* [EXERCISE] Arrange every line of the records below as a Markdown table with the columns "No." and "Line," giving each line a row number and omitting blank lines.

* [Pointing dataset excerpts]

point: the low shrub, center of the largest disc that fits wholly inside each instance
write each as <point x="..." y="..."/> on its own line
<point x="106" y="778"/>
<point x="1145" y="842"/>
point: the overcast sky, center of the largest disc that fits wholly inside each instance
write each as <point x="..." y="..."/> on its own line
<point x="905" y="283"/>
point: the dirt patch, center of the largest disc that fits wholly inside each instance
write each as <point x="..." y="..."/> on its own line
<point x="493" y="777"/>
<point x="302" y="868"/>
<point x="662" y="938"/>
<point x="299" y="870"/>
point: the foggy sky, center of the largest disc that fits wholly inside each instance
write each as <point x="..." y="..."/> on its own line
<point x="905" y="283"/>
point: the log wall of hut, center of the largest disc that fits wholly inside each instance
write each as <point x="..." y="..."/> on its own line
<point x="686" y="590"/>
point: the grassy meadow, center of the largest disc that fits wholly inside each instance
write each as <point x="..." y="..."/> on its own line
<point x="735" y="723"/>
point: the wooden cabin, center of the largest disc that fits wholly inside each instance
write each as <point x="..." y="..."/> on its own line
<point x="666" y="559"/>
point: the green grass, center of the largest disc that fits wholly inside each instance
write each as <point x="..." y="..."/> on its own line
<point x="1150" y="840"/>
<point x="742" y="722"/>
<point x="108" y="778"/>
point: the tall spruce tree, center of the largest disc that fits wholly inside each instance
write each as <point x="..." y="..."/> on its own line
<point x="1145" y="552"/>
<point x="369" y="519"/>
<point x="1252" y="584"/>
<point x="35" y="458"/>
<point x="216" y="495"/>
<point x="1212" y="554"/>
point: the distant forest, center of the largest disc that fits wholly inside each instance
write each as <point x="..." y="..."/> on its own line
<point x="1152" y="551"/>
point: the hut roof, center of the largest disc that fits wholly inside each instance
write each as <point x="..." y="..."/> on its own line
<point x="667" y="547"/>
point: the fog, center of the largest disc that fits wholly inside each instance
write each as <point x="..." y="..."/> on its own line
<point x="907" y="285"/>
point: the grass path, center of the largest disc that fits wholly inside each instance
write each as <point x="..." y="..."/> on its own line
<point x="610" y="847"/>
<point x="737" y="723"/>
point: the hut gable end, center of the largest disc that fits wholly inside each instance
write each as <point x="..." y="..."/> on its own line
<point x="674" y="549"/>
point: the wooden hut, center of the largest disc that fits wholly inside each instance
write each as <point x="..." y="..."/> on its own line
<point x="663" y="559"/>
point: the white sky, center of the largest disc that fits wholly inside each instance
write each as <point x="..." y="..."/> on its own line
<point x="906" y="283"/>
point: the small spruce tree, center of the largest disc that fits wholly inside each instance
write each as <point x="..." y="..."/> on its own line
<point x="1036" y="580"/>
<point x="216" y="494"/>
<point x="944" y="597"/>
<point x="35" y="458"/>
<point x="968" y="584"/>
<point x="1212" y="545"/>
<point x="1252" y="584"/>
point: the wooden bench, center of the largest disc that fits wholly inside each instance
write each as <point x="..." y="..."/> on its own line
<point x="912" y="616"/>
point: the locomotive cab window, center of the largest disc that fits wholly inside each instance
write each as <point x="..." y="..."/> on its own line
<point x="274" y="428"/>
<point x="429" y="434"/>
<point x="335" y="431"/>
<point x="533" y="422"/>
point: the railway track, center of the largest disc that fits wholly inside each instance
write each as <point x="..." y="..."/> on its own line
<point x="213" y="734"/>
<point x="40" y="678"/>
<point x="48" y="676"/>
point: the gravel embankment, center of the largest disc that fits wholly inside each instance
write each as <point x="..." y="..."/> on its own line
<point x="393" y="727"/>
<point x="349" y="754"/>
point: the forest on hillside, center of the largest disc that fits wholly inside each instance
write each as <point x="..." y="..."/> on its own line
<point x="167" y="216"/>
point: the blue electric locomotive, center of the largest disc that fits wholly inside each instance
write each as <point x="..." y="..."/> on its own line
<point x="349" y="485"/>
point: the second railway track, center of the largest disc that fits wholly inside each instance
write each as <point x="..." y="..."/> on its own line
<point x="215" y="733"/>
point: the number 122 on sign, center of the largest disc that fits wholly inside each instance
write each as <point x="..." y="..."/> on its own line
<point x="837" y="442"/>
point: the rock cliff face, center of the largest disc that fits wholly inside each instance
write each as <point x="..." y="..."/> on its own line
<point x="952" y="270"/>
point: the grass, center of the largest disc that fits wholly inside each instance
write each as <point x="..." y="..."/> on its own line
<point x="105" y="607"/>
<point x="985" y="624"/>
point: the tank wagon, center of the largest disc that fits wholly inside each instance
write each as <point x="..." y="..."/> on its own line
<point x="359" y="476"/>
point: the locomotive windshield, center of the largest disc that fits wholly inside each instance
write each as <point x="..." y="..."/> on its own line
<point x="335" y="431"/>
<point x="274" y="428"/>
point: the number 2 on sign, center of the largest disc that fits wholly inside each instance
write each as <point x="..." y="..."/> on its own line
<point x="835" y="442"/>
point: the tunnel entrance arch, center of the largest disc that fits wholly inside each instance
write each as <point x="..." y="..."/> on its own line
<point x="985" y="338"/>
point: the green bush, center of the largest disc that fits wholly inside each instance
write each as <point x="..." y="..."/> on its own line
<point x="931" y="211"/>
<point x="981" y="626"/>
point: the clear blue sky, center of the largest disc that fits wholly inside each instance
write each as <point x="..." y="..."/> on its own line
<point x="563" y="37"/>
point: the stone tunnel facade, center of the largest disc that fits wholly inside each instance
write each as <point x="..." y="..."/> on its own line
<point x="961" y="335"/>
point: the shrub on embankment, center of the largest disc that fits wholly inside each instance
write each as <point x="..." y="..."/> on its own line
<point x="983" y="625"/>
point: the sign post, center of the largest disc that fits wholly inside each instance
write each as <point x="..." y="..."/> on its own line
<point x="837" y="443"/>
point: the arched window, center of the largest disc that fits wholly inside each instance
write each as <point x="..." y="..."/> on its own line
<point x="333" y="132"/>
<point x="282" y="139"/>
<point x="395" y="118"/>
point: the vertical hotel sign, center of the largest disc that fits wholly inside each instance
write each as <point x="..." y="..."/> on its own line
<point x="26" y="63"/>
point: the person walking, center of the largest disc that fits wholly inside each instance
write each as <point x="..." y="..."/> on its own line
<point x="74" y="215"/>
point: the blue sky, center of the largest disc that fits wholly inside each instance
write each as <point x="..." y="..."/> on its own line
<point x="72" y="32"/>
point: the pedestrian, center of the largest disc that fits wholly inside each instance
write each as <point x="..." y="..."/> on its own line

* [FINISHED ANSWER]
| No. | Line |
|---|---|
| 1 | point: the low shrub, center of the largest disc that fits wholly inside each instance |
| 2 | write each as <point x="..." y="..."/> on its own line |
| 3 | <point x="106" y="778"/> |
| 4 | <point x="1145" y="842"/> |
| 5 | point: the overcast sky, center of the largest disc that fits wholly inside each instance |
| 6 | write each as <point x="..." y="..."/> on its own line |
| 7 | <point x="905" y="283"/> |
| 8 | point: the dirt patch, center of the largest disc that fits wholly inside each instance |
| 9 | write each as <point x="..." y="..."/> on its own line |
| 10 | <point x="493" y="777"/> |
| 11 | <point x="302" y="868"/> |
| 12 | <point x="662" y="938"/> |
| 13 | <point x="299" y="870"/> |
| 14 | point: the foggy sky, center of the largest disc that fits wholly inside each instance |
| 15 | write each as <point x="..." y="..."/> on its own line |
| 16 | <point x="905" y="283"/> |
| 17 | point: the log wall of hut, center of the largest disc that fits wholly inside each instance |
| 18 | write each as <point x="..." y="..."/> on its own line |
| 19 | <point x="686" y="590"/> |
| 20 | point: the grassy meadow, center of the largest disc that fits wholly inside each instance |
| 21 | write each as <point x="..." y="..."/> on its own line |
| 22 | <point x="735" y="723"/> |
| 23 | point: the wooden cabin, center of the largest disc that fits wholly inside each instance |
| 24 | write each as <point x="..." y="..."/> on its own line |
| 25 | <point x="666" y="559"/> |
| 26 | point: the green grass, center of the largest disc that fits wholly inside each instance |
| 27 | write each as <point x="..." y="..."/> on its own line |
| 28 | <point x="1150" y="840"/> |
| 29 | <point x="742" y="722"/> |
| 30 | <point x="108" y="778"/> |
| 31 | point: the tall spruce tree, center of the largest disc that fits wholly inside each instance |
| 32 | write each as <point x="..." y="..."/> on its own line |
| 33 | <point x="1145" y="552"/> |
| 34 | <point x="369" y="519"/> |
| 35 | <point x="1252" y="584"/> |
| 36 | <point x="35" y="458"/> |
| 37 | <point x="216" y="495"/> |
| 38 | <point x="1212" y="554"/> |
| 39 | point: the distant forest, center of the largest disc that fits wholly inside each instance |
| 40 | write each as <point x="..." y="..."/> on its own line |
| 41 | <point x="1152" y="551"/> |
| 42 | point: the hut roof, center of the largest disc that fits wholly inside each instance |
| 43 | write each as <point x="..." y="..."/> on its own line |
| 44 | <point x="667" y="547"/> |
| 45 | point: the fog, center of the largest disc that fits wholly inside each instance |
| 46 | write each as <point x="..." y="..."/> on its own line |
| 47 | <point x="907" y="285"/> |
| 48 | point: the grass path, center of the largest disc that fits wholly inside each instance |
| 49 | write each as <point x="..." y="..."/> on its own line |
| 50 | <point x="610" y="847"/> |
| 51 | <point x="737" y="723"/> |
| 52 | point: the hut gable end, center of the largest disc that fits wholly inside each instance |
| 53 | write each as <point x="..." y="..."/> on its own line |
| 54 | <point x="674" y="549"/> |
| 55 | point: the wooden hut, center of the largest disc that fits wholly inside each instance |
| 56 | write each as <point x="..." y="..."/> on its own line |
| 57 | <point x="663" y="559"/> |
| 58 | point: the white sky, center of the largest disc that fits wholly inside each instance |
| 59 | write each as <point x="..." y="..."/> on its own line |
| 60 | <point x="906" y="283"/> |
| 61 | point: the small spruce tree, center of the largest disc that fits wholly inside each instance |
| 62 | write each as <point x="..." y="..."/> on its own line |
| 63 | <point x="1036" y="580"/> |
| 64 | <point x="216" y="494"/> |
| 65 | <point x="944" y="597"/> |
| 66 | <point x="35" y="458"/> |
| 67 | <point x="968" y="584"/> |
| 68 | <point x="1212" y="545"/> |
| 69 | <point x="1252" y="584"/> |
| 70 | point: the wooden bench, center of the largest disc that fits wholly inside each instance |
| 71 | write each as <point x="..." y="..."/> on its own line |
| 72 | <point x="912" y="616"/> |
| 73 | point: the locomotive cab window, center of the largest disc that fits wholly inside each instance |
| 74 | write each as <point x="..." y="..."/> on its own line |
| 75 | <point x="274" y="428"/> |
| 76 | <point x="429" y="434"/> |
| 77 | <point x="335" y="431"/> |
| 78 | <point x="533" y="422"/> |
| 79 | point: the railway track, center of the largest disc that fits wholly inside each instance |
| 80 | write each as <point x="..." y="..."/> on its own line |
| 81 | <point x="213" y="734"/> |
| 82 | <point x="40" y="678"/> |
| 83 | <point x="48" y="676"/> |
| 84 | point: the gravel embankment, center of the largest disc that fits wholly inside each instance |
| 85 | write each as <point x="..." y="..."/> on its own line |
| 86 | <point x="393" y="727"/> |
| 87 | <point x="349" y="754"/> |
| 88 | point: the forest on hillside, center of the largest disc that fits wholly inside each instance |
| 89 | write each as <point x="..." y="..."/> on its own line |
| 90 | <point x="167" y="216"/> |
| 91 | point: the blue electric locomotive, center of the largest disc that fits wholly inside each instance |
| 92 | write each as <point x="..." y="..."/> on its own line |
| 93 | <point x="349" y="485"/> |
| 94 | point: the second railway track, center of the largest disc that fits wholly inside each instance |
| 95 | write each as <point x="..." y="..."/> on its own line |
| 96 | <point x="215" y="733"/> |
| 97 | point: the number 122 on sign, center of the largest disc that fits wholly inside each instance |
| 98 | write each as <point x="..." y="..."/> on its own line |
| 99 | <point x="837" y="442"/> |
| 100 | point: the rock cliff face, center of the largest disc that fits wholly inside each instance |
| 101 | write each as <point x="..." y="..."/> on its own line |
| 102 | <point x="952" y="270"/> |
| 103 | point: the grass, center of the largest disc that fits wholly inside each instance |
| 104 | write each as <point x="..." y="..."/> on its own line |
| 105 | <point x="105" y="607"/> |
| 106 | <point x="985" y="624"/> |
| 107 | point: the tank wagon, center of the largest disc that fits wholly inside each instance |
| 108 | write each as <point x="..." y="..."/> on its own line |
| 109 | <point x="359" y="476"/> |
| 110 | point: the locomotive windshield, center of the largest disc that fits wholly inside each instance |
| 111 | write each as <point x="..." y="..."/> on its own line |
| 112 | <point x="335" y="431"/> |
| 113 | <point x="274" y="428"/> |
| 114 | point: the number 2 on sign, center of the largest disc that fits wholly inside each instance |
| 115 | write each as <point x="..." y="..."/> on its own line |
| 116 | <point x="835" y="442"/> |
| 117 | point: the tunnel entrance arch, center of the largest disc that fits wholly inside each instance |
| 118 | write each as <point x="..." y="..."/> on its own line |
| 119 | <point x="985" y="338"/> |
| 120 | point: the green bush, center of the largest disc that fits wholly inside each instance |
| 121 | write each as <point x="..." y="..."/> on its own line |
| 122 | <point x="931" y="211"/> |
| 123 | <point x="981" y="626"/> |
| 124 | point: the clear blue sky, center of the largest disc that fits wholly inside each instance |
| 125 | write each as <point x="..." y="..."/> on its own line |
| 126 | <point x="563" y="37"/> |
| 127 | point: the stone tunnel facade, center of the largest disc that fits wholly inside each instance |
| 128 | write each as <point x="..." y="..."/> on its own line |
| 129 | <point x="961" y="335"/> |
| 130 | point: the shrub on embankment, center of the largest disc that fits wholly inside each instance |
| 131 | write each as <point x="..." y="..."/> on its own line |
| 132 | <point x="983" y="625"/> |
| 133 | point: the sign post, center of the largest disc that fits wholly inside each instance |
| 134 | write each as <point x="..." y="..."/> on its own line |
| 135 | <point x="837" y="443"/> |
| 136 | point: the arched window, center of the largest disc that fits wholly inside each instance |
| 137 | write each as <point x="..." y="..."/> on its own line |
| 138 | <point x="333" y="132"/> |
| 139 | <point x="282" y="139"/> |
| 140 | <point x="395" y="118"/> |
| 141 | point: the vertical hotel sign, center of the largest disc that fits wholly inside each instance |
| 142 | write each as <point x="..." y="..."/> on its own line |
| 143 | <point x="26" y="63"/> |
| 144 | point: the person walking, center of the largest disc that fits wholly inside each instance |
| 145 | write each as <point x="..." y="..."/> on its own line |
| 146 | <point x="74" y="215"/> |
| 147 | point: the blue sky, center of the largest disc that fits wholly inside each instance |
| 148 | write each as <point x="..." y="..."/> on its own line |
| 149 | <point x="72" y="32"/> |
| 150 | point: the pedestrian, center of the largest disc that fits wholly inside each instance |
| 151 | write each as <point x="..." y="..."/> on its own line |